Requirement:
From the records that follow, return exactly the lines beginning at the one that contains "Request = locate the broccoli" and ending at the one that contains "Form = pixel coordinates such as (222,199)", pictures left out.

-- Opening Marker --

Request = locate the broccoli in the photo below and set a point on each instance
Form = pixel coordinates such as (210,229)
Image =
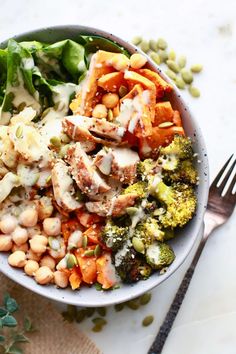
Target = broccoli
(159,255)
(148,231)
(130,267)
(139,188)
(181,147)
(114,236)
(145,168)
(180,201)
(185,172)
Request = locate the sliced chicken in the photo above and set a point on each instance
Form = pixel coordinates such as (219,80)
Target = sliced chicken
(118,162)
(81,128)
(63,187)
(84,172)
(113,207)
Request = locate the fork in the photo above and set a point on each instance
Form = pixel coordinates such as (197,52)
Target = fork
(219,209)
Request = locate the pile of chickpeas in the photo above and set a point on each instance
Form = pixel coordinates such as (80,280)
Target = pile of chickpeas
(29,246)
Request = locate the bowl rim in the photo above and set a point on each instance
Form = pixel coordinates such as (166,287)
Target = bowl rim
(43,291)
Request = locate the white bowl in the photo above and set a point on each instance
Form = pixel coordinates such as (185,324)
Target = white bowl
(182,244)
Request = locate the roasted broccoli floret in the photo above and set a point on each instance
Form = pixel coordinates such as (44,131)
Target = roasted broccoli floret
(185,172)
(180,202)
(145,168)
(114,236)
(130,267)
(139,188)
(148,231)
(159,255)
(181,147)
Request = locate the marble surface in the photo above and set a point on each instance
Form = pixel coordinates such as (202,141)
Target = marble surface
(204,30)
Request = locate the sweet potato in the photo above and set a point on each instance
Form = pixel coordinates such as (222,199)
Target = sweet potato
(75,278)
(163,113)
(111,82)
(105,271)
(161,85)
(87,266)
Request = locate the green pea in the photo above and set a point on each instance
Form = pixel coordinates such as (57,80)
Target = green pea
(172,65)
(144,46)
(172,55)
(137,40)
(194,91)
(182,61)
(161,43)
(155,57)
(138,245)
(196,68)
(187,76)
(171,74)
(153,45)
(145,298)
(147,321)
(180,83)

-- Closing Marker --
-- Opening Marker --

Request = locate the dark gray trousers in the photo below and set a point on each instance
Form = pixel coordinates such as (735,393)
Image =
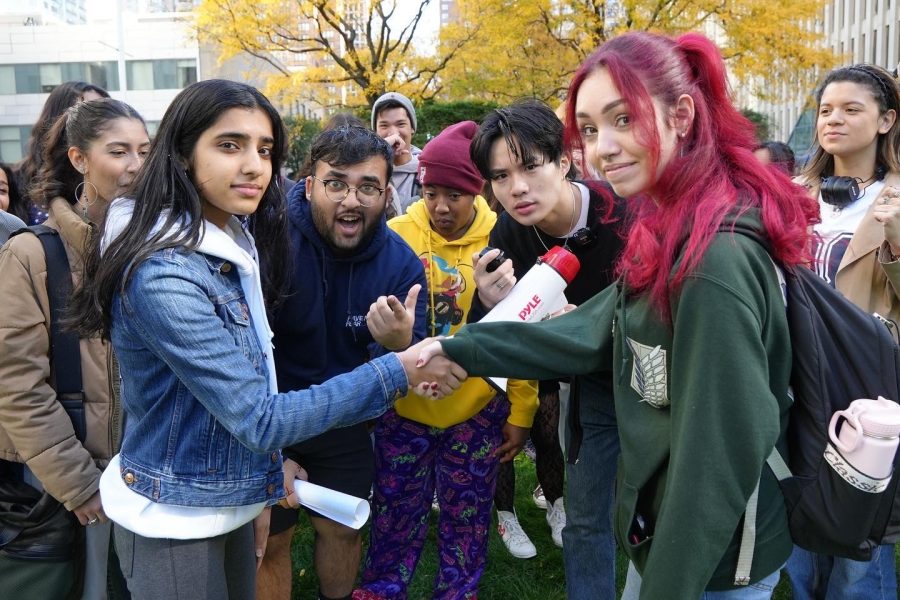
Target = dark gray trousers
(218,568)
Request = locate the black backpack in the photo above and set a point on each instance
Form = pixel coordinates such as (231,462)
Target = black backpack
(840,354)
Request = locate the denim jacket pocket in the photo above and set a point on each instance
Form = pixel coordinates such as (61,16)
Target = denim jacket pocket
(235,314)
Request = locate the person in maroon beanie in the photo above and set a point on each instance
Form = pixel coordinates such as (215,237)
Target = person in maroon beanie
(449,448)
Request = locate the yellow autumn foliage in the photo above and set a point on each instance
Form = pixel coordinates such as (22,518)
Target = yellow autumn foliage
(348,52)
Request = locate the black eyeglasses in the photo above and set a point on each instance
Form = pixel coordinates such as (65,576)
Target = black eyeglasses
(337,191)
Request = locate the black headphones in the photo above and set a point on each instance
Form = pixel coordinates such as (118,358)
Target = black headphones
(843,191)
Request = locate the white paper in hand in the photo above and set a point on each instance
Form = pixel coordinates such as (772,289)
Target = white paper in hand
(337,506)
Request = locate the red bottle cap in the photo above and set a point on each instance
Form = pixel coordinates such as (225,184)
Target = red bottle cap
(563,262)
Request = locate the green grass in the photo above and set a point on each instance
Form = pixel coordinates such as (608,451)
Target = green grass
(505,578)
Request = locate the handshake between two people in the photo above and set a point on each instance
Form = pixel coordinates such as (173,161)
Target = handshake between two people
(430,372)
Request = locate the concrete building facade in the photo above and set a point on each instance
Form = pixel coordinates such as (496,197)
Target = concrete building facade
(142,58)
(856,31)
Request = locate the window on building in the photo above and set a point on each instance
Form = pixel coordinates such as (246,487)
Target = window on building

-- Closing Marker --

Answer to this task:
Request = locate the broccoli in the photo below and set a point on each instance
Form = pixel coordinates such as (210,229)
Image =
Target = broccoli
(159,255)
(148,231)
(130,267)
(139,188)
(181,147)
(114,236)
(145,168)
(180,201)
(185,172)
Request = locate the sliced chicken in the photo above and set a point on each instance
Form = pixel coordinates such as (219,80)
Target = sliced chicken
(118,162)
(81,128)
(63,187)
(84,172)
(113,207)
Request = locate the fork in the photo above and set a point on each instance
Form = pixel coordinates such as (197,52)
Target = fork
(219,209)
Request = locate the pile of chickpeas in the photo above and set a point on each instance
Form = pixel coordinates such as (80,280)
Target = pile of chickpeas
(29,246)
Request = locate the bowl rim in the photo above and set a point on each instance
Form = pixel coordinates such as (166,287)
Target = bowl rim
(43,291)
Request = locate the white bowl in the photo above and set a point on each instance
Form = pixel coordinates such as (185,324)
Target = white bowl
(182,244)
Request = locate the roasted broccoli floret in the photo above and set a point on each instance
Form = pixel coordinates such as (44,131)
Target = roasted broccoli floret
(185,172)
(180,202)
(145,168)
(114,236)
(130,267)
(139,188)
(148,231)
(159,255)
(181,147)
Request = locate the marble surface in the photo above and set a point on each instance
Form = pixel coordinates such as (202,141)
Target = marble surface
(204,30)
Request = locate the sweet potato in the photo above and set a point on each instance
Form = pixel coordinates such as (222,199)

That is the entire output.